### INFORMATION GIVEN
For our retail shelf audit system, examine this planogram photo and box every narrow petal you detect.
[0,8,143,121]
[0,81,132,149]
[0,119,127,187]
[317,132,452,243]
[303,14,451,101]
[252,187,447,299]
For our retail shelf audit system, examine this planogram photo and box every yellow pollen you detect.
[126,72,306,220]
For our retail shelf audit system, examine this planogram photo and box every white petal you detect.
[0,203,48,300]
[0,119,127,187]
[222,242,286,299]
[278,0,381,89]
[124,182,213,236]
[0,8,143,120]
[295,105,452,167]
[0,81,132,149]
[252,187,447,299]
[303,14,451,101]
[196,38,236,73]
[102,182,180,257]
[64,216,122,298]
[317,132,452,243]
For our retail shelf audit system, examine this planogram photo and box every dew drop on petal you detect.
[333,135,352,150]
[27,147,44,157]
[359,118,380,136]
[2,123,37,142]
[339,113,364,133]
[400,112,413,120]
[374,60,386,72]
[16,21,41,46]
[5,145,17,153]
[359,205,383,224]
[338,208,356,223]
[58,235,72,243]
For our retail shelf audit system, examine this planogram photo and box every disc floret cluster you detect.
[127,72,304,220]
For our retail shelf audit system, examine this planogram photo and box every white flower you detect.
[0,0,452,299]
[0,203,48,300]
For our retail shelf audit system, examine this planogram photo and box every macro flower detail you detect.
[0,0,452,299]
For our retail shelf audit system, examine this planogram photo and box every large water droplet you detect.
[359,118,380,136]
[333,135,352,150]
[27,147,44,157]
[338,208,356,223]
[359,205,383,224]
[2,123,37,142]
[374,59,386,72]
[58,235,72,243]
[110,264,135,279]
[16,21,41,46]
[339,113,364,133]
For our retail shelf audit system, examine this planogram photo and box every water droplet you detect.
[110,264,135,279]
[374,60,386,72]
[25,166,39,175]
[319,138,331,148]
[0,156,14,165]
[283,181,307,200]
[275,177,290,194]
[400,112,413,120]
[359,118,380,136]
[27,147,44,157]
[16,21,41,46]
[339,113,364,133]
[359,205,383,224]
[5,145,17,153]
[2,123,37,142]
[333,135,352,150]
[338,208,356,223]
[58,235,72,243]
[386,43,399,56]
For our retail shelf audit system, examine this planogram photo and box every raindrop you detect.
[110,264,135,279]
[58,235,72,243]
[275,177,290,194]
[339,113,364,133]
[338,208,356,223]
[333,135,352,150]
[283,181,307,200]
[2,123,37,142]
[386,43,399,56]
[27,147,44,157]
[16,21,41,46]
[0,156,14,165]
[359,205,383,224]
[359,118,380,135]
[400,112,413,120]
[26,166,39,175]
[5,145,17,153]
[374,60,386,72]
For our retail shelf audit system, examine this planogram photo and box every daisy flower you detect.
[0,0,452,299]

### SHORT EXERCISE
Present the portion of the records that begins with the line containing "daisy flower you detect." and runs through the end of the records as a numbered list, omitting any blank lines.

### FULL ANSWER
1. For our retail shelf audit system, examine this planogram photo and box every daisy flower you detect.
2. [0,0,452,299]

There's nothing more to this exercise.